- DATASET -
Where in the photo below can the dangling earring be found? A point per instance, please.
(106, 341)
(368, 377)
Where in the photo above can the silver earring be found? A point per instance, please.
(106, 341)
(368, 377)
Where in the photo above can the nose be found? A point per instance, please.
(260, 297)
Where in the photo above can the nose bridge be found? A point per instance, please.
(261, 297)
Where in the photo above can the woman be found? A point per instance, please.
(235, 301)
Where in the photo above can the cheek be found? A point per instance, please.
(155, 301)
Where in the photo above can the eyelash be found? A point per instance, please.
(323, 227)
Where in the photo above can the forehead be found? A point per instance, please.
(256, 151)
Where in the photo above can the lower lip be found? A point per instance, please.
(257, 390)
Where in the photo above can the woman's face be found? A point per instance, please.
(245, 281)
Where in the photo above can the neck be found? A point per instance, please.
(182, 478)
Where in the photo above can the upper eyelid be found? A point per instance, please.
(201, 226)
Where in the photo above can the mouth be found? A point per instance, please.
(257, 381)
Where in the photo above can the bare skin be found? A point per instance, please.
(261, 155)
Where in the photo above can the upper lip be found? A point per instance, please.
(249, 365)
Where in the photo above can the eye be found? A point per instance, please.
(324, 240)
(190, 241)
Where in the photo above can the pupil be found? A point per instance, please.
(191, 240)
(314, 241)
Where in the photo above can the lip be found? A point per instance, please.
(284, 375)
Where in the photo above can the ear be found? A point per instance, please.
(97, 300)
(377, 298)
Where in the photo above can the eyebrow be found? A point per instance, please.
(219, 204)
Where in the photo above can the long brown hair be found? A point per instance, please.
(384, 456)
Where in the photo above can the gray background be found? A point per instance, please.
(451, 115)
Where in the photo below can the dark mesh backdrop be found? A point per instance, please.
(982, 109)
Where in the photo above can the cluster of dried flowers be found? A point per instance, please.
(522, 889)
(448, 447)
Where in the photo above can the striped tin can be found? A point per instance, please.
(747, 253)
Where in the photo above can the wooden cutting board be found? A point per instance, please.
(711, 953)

- TASK PROMPT -
Can you render every line of the data above as a JSON list of strings, with one string per line and any blank lines left out?

- RESULT OF THIS EXERCISE -
[
  "Where in the photo below can the dangling earring be found? A point per instance, please.",
  "(106, 341)",
  "(368, 377)",
  "Where in the photo above can the silver earring be found? A point per instance, please.",
  "(106, 341)",
  "(368, 377)",
  "Where in the photo above can the nose be found? A point per instance, please.",
  "(260, 297)",
  "Where in the photo above can the nose bridge be found? A point per instance, please.",
  "(261, 297)",
  "Where in the photo above can the woman be found? A point per instance, please.",
  "(235, 301)",
  "Where in the photo above can the cheek be found? A point per instance, please.",
  "(155, 301)",
  "Where in the photo above can the eyelash be found? A point per instance, please.",
  "(323, 227)",
  "Where in the photo above can the forehead be found? A point per instance, please.",
  "(256, 151)",
  "Where in the photo above can the lower lip be found? A point per instance, please.",
  "(257, 390)",
  "Where in the photo above can the woman's face be found? A point per instance, please.",
  "(245, 281)",
  "Where in the photo above can the neck be found? A point per instance, please.",
  "(182, 478)",
  "Where in the photo above can the upper eyelid be found? A point per instance, please.",
  "(201, 226)",
  "Where in the photo above can the mouth be found? A point per instance, please.",
  "(257, 381)",
  "Where in the photo above can the bare skin be found? A point per instance, please.",
  "(261, 155)",
  "Where in the photo above can the upper lip be found? A point per instance, please.",
  "(249, 365)",
  "Where in the photo above can the eye be found? A point per instance, please.",
  "(324, 240)",
  "(190, 241)",
  "Where in the photo above can the pupil be found? A point per instance, please.",
  "(191, 240)",
  "(314, 241)",
  "Where in the photo above can the lip be found? A point per instance, please.",
  "(284, 375)",
  "Where in the photo above can the ear be found? A point per instance, please.",
  "(97, 300)",
  "(377, 298)",
  "Where in the photo above can the eyebrow be found? A point per instance, please.",
  "(219, 204)",
  "Where in the photo above can the long brown hair be found? A point per instance, please.",
  "(384, 456)",
  "Where in the photo above can the gray background be found? A point per instance, please.",
  "(451, 115)",
  "Where in the photo below can the dark mesh backdrop be found? A point per instance, please.",
  "(982, 109)",
  "Where in the photo above can the cluster of dried flowers be found? A point per instance, please.",
  "(522, 889)",
  "(448, 447)",
  "Where in the photo above can the striped tin can be found? A point per instance, please.",
  "(747, 253)",
  "Where in the photo above can the wooden cutting board be found? A point per instance, please.",
  "(711, 953)"
]